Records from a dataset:
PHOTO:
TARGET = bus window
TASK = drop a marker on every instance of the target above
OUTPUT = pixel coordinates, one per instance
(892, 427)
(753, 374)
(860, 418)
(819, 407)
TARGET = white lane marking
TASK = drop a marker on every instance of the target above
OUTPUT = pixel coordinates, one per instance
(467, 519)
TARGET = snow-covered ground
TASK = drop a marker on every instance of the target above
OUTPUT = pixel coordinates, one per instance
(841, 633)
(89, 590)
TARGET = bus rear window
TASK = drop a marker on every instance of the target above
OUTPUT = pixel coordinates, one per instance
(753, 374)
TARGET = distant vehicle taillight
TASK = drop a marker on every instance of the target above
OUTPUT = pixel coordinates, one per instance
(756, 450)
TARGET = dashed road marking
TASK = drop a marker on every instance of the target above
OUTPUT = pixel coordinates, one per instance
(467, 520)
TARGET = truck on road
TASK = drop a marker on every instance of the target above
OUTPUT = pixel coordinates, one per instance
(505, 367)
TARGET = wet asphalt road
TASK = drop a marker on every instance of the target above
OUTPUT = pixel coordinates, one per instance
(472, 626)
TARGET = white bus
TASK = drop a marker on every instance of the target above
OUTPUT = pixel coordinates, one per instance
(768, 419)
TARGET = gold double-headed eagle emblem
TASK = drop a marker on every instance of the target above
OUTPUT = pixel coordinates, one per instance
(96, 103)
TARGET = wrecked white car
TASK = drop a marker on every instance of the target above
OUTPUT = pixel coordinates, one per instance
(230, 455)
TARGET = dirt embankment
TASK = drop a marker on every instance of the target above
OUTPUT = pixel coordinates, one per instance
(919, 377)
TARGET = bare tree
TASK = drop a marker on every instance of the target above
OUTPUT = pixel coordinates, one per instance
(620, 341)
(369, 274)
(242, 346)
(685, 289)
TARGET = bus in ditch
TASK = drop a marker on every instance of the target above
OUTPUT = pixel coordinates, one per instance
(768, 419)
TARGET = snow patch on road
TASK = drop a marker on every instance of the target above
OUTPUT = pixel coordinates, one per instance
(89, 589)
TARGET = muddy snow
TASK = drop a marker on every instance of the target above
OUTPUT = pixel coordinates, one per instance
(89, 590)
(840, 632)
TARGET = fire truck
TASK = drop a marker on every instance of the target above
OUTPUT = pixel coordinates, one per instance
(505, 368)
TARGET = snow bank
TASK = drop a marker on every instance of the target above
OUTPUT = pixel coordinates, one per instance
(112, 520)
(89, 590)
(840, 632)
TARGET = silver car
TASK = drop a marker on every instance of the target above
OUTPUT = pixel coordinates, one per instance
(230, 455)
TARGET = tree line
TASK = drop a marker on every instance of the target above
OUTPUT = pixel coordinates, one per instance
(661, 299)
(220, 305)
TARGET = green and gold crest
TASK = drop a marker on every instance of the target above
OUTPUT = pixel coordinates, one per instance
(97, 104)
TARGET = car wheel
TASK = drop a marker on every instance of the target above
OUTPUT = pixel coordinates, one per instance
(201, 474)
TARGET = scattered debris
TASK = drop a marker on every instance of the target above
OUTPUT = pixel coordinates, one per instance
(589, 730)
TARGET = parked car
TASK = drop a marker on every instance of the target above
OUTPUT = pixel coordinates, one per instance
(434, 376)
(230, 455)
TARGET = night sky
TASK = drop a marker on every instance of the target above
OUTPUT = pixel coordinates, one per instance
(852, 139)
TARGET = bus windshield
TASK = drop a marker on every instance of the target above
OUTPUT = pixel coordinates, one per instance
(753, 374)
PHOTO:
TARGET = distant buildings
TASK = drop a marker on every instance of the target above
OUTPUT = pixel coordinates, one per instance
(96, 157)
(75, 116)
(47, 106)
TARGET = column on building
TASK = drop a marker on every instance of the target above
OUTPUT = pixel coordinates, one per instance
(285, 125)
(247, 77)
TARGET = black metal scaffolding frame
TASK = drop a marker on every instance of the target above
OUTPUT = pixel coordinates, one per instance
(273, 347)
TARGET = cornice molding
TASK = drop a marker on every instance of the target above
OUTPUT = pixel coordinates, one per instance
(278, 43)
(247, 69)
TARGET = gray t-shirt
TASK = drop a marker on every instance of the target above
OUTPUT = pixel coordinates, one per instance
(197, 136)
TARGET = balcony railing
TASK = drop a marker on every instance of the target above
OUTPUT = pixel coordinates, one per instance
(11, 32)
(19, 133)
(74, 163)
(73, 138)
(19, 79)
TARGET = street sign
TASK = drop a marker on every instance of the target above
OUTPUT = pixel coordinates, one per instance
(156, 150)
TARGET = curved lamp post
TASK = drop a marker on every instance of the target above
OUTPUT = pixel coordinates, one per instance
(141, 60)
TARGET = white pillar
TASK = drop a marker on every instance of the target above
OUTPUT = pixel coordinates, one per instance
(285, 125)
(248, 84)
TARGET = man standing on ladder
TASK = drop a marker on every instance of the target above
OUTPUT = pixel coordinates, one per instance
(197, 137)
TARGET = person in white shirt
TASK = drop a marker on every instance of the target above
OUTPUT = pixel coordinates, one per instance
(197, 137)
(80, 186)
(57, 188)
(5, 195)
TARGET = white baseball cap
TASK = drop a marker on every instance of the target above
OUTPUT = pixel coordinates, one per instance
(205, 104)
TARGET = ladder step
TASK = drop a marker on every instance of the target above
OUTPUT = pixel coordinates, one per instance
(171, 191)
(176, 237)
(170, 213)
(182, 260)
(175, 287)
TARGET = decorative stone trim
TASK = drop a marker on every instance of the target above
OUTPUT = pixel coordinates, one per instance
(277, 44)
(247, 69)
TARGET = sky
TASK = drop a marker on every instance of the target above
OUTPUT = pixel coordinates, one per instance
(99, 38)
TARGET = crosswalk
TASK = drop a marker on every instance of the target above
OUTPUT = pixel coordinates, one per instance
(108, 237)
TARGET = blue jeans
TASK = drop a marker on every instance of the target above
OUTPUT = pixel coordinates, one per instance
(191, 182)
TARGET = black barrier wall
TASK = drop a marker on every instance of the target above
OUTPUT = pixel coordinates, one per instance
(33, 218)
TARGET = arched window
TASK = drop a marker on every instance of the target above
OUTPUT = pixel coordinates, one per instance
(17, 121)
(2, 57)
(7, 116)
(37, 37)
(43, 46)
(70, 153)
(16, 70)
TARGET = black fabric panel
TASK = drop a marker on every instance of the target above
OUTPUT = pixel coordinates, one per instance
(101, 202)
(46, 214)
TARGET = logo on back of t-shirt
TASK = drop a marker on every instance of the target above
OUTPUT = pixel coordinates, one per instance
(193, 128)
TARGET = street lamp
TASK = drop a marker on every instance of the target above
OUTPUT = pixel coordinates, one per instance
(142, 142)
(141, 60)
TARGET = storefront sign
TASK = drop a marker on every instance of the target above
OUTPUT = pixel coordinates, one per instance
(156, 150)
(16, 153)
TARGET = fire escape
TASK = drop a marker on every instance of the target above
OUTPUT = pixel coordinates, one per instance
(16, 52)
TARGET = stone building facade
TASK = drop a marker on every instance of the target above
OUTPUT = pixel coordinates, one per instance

The problem:
Provide the number of lines in the entries above on which the string "gold" is found, and no other text.

Reply to the exercise:
2